» Given exercise 1
Reproduce the part of the prax package guide that opens with the words "self.a, self.b, self.c" and closes with "FitzHughNagumo(params=[0.2, 0.5, 10.0])", with every character kept as it is.

After the installation of jax, prax can be installed with pip directly from GitHub, with the following command:

pip install git+https://github.com/yonesuke/prax.git

Quickstart

We give an example on how to use this package with Van der Pol oscillator.

First, import packages:

import jax.numpy as jnp
from prax import Oscillator
from jax.config import config; config.update("jax_enable_x64", True)

import matplotlib.pyplot as plt

Create an oscillator class by inheriting Oscillator class:

class VanderPol(Oscillator):
    def __init__(self, mu, dt=0.01, eps=10**-5):
        super().__init__(n_dim=2, dt=dt, eps=eps)
        self.mu = mu

    def forward(self, state):
        x, y = state
        vx = y
        vy = self.mu * (1.0 - x*x) * y - x
        return jnp.array([vx, vy])

model = VanderPol(mu=0.2)

Find periodic orbit (choose init_val nicely so that it goes to periodic orbit):

init_val = jnp.array([0.1, 0.2])
model.find_periodic_orbit(init_val)
print(model.period) # 6.3088767
plt.plot(model.ts, model.periodic_orbit)

Calculate phase response curve:

model.calc_phase_response()
plt.plot(model.ts, model.phase_response_curve)

Galleries

See examples directory!!

  • Van der Pol equation [code]

    class VanderPol(Oscillator):
        def __init__(self, mu, dt=0.01, eps=10**-5):
            super().__init__(n_dim=2, dt=dt, eps=eps)
            self.mu = mu
    
        def forward(self, state):
            x, y = state
            vx = y
            vy = self.mu * (1.0 - x*x) * y - x
            return jnp.array([vx, vy])
    
    model = VanderPol(mu=0.2)
  • Stuart Landau equation [code]

    class StuartLandau(Oscillator):
        def __init__(self, dt=0.01, eps=10**-5):
            super().__init__(n_dim=2, dt=dt, eps=eps)
    
        def forward(self, state):
            x, y = state
            vx = x - y - x * (x * x + y * y)
            vy = x + y - y * (x * x + y * y)
            return jnp.array([vx, vy])
    
    model = StuartLandau()
  • FitzHugh-Nagumo equation [code]

    class FitzHughNagumo(Oscillator):
        def __init__(self, params, dt=0.01, eps=10**-5):
            super().__init__(n_dim=2, dt=dt, eps=eps)
            self.a, self.b, self.c = params
    
        def forward(self, state):
            x, y = state
            vx = self.c * (x - x ** 3 - y)
            vy = x - self.b * y + self.a
            return jnp.array([vx, vy])
    
    model = FitzHughNagumo(params=[0.2, 0.5, 10.0])

» Given exercise 2
Rewrite the rows from their start through the line containing "748 939 L 780", changing "crest" to "badge" and leaving everything else as it is. Return only those lines.

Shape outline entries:
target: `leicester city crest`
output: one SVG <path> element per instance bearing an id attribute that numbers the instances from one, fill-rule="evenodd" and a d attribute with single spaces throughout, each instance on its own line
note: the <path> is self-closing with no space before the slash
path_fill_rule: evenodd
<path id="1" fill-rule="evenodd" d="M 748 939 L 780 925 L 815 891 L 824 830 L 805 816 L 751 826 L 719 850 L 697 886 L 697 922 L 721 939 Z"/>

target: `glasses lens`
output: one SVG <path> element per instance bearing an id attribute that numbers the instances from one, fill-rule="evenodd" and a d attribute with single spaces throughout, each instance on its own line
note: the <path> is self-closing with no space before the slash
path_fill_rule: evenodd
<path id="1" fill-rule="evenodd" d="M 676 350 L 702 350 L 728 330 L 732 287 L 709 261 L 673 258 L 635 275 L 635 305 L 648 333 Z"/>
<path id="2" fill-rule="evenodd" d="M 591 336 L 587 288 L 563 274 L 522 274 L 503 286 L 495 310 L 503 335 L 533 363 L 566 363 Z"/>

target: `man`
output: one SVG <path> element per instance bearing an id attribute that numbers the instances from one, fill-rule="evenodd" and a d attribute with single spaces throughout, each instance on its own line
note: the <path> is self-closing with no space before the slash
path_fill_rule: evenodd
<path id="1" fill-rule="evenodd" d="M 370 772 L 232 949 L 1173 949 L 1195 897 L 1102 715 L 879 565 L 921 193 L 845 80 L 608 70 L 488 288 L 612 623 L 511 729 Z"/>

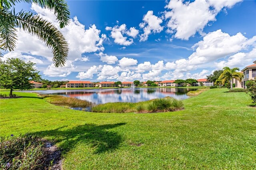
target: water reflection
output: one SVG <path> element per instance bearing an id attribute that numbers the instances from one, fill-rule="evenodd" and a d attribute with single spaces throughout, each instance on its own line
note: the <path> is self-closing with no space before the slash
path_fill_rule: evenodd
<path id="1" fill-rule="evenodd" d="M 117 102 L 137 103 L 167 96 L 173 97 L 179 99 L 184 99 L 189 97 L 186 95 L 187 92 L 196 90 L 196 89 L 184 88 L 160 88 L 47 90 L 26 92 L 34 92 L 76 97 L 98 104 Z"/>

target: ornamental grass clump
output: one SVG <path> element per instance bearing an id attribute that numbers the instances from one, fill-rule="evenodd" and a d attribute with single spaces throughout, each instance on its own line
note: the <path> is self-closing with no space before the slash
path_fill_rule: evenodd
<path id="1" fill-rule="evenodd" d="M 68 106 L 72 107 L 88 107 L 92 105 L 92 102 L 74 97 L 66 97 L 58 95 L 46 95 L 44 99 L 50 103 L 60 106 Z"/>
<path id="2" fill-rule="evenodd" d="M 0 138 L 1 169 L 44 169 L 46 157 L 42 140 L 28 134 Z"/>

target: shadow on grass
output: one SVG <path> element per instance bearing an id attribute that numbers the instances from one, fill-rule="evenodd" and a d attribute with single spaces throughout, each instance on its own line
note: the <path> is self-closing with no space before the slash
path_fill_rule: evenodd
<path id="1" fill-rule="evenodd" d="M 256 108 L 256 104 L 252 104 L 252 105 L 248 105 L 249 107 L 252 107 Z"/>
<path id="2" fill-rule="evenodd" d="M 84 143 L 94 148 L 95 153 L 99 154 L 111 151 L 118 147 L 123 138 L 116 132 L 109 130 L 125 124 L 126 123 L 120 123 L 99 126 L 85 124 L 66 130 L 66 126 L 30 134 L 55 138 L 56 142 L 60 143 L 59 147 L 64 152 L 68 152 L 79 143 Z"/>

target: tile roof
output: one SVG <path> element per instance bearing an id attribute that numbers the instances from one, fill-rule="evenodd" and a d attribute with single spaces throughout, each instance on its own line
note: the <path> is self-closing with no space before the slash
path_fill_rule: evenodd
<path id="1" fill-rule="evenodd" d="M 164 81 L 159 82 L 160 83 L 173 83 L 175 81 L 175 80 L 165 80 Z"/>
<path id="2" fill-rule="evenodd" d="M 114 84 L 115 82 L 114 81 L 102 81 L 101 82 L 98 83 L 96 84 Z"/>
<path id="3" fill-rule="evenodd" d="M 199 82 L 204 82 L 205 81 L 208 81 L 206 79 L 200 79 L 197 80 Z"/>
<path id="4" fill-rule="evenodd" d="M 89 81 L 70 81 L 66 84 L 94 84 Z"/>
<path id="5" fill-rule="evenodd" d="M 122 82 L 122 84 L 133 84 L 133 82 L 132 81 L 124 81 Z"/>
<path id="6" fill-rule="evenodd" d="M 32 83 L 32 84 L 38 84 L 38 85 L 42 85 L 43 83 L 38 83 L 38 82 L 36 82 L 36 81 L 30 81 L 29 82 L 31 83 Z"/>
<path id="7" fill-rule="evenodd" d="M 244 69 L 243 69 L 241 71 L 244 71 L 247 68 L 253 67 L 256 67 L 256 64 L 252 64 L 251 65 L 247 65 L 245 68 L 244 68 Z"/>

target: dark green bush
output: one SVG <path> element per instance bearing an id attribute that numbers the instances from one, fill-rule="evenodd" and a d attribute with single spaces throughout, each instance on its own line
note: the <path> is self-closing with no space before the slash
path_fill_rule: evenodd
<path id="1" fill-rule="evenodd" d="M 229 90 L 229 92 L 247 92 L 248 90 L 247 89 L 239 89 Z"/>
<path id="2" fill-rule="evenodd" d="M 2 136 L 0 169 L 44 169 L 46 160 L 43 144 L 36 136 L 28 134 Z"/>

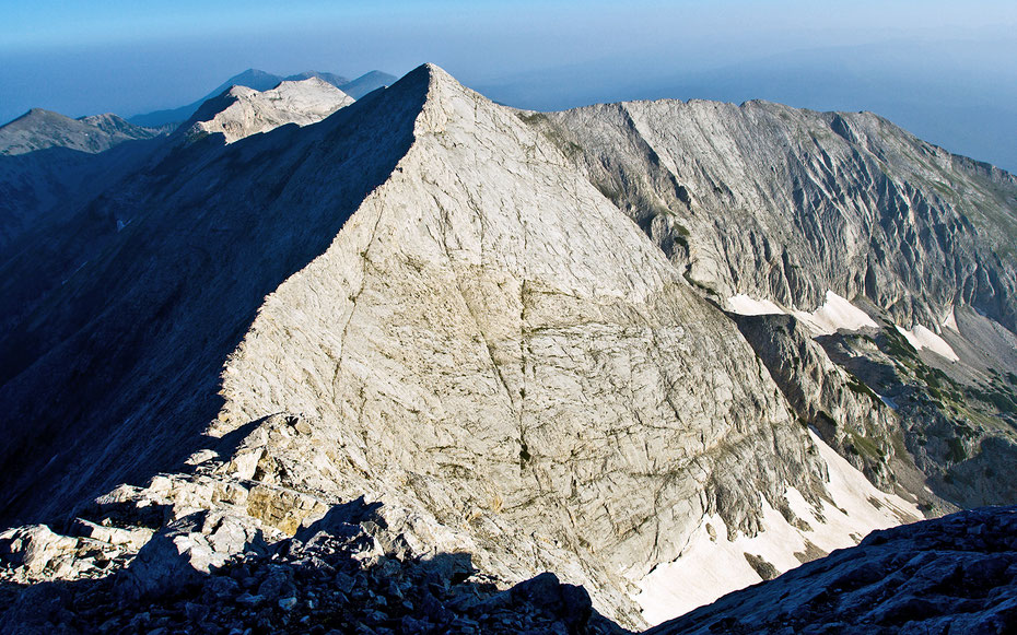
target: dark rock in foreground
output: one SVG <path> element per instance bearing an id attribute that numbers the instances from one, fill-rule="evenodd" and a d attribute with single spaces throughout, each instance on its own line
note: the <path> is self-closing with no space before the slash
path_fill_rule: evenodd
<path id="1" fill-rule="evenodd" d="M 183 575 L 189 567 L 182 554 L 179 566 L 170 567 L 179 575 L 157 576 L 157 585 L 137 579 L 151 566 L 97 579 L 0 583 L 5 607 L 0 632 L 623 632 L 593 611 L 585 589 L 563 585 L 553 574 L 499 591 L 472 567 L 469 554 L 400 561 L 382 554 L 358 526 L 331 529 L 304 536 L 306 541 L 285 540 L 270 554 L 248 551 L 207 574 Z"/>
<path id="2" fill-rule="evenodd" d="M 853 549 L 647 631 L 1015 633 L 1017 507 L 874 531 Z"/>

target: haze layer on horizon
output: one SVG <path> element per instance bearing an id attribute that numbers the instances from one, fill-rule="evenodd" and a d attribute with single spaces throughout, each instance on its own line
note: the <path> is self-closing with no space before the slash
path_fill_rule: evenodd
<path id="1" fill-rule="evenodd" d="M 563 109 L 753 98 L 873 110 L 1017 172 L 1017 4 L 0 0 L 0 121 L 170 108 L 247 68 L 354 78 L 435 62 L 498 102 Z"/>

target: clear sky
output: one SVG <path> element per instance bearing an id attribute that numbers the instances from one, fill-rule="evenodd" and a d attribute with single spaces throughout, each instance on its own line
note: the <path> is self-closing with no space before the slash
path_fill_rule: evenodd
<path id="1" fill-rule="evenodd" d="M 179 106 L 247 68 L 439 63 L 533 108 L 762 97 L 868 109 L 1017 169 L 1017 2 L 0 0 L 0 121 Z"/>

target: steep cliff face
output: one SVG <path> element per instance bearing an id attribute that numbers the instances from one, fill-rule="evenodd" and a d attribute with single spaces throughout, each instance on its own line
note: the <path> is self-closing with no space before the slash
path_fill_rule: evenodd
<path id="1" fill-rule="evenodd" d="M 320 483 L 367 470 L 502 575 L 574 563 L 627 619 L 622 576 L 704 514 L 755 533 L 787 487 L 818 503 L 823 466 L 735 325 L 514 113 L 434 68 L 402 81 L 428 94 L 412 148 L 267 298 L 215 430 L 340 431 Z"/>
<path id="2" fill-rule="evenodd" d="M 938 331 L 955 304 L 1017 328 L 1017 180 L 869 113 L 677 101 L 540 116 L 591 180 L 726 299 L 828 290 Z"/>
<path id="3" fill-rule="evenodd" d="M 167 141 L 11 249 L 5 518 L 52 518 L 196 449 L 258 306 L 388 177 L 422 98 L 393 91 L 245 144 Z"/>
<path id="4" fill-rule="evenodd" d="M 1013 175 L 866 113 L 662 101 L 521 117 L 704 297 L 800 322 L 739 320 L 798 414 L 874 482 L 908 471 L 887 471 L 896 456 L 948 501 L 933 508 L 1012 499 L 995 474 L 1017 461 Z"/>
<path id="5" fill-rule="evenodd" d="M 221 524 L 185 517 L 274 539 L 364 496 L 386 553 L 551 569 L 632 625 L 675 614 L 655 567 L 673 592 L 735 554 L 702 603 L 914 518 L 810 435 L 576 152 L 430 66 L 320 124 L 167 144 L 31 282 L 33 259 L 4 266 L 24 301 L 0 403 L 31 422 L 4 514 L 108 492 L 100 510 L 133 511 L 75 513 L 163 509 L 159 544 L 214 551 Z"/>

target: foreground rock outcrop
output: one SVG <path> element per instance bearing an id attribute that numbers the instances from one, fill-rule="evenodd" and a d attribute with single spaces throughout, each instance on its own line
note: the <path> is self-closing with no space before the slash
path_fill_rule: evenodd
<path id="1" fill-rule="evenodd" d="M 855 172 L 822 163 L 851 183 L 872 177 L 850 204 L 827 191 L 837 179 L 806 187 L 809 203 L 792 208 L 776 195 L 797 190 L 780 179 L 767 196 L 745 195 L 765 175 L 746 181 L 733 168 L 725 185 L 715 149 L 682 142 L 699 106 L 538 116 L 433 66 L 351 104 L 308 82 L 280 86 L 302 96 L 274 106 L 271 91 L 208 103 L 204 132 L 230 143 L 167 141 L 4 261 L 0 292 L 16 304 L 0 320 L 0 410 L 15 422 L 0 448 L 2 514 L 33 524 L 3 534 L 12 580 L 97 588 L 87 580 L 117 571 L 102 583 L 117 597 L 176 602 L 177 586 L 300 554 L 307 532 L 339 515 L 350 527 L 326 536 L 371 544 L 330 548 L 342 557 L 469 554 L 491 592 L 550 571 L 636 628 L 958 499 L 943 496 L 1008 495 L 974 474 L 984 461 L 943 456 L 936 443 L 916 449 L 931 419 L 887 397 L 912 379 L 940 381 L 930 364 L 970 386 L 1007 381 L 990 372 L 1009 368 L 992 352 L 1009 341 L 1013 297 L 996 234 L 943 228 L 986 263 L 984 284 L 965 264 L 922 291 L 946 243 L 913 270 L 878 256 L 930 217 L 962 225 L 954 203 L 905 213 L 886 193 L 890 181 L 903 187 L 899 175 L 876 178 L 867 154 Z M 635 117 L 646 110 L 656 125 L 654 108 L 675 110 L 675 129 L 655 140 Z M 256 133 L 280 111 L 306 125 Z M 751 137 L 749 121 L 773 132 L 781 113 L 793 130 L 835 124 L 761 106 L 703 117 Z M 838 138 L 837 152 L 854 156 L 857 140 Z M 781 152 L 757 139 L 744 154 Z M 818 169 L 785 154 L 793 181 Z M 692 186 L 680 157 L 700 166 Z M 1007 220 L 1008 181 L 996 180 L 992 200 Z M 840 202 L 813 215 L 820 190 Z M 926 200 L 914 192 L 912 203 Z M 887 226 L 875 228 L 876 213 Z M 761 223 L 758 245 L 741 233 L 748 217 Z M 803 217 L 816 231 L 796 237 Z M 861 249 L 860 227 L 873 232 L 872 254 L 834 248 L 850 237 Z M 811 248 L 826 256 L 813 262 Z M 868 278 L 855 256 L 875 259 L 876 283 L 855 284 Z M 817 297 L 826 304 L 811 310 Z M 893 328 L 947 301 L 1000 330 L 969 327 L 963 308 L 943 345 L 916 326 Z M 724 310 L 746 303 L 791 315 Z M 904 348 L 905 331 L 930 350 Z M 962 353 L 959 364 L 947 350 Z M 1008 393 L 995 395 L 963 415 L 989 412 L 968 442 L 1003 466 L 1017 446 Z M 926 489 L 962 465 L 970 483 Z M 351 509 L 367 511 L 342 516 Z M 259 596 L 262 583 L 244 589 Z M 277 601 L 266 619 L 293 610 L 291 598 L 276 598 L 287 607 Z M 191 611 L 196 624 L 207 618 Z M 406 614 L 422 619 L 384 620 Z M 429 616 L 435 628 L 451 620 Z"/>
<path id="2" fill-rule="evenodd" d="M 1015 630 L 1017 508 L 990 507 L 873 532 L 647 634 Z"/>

» Answer 1
self.a, self.b, self.c = params
    
        def forward(self, state):
            x, y = state
            vx = self.c * (x - x ** 3 - y)
            vy = x - self.b * y + self.a
            return jnp.array([vx, vy])
    
    model = FitzHughNagumo(params=[0.2, 0.5, 10.0])

» Answer 2
target: `leicester city badge`
output: one SVG <path> element per instance bearing an id attribute that numbers the instances from one, fill-rule="evenodd" and a d attribute with single spaces throughout, each instance on its own line
note: the <path> is self-closing with no space before the slash
path_fill_rule: evenodd
<path id="1" fill-rule="evenodd" d="M 748 939 L 780 925 L 815 891 L 824 830 L 805 816 L 751 826 L 719 850 L 697 886 L 697 922 L 721 939 Z"/>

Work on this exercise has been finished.